Prompt –
Search the entries below for "cloudy", and copy each line where it appears.

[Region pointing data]
=== Begin Enclosure ===
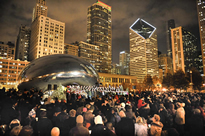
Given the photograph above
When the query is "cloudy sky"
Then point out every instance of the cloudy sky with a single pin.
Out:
(13, 13)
=== End Enclosure ===
Output –
When the query is "cloudy sky"
Then point out every instance of the cloudy sky with a single pin.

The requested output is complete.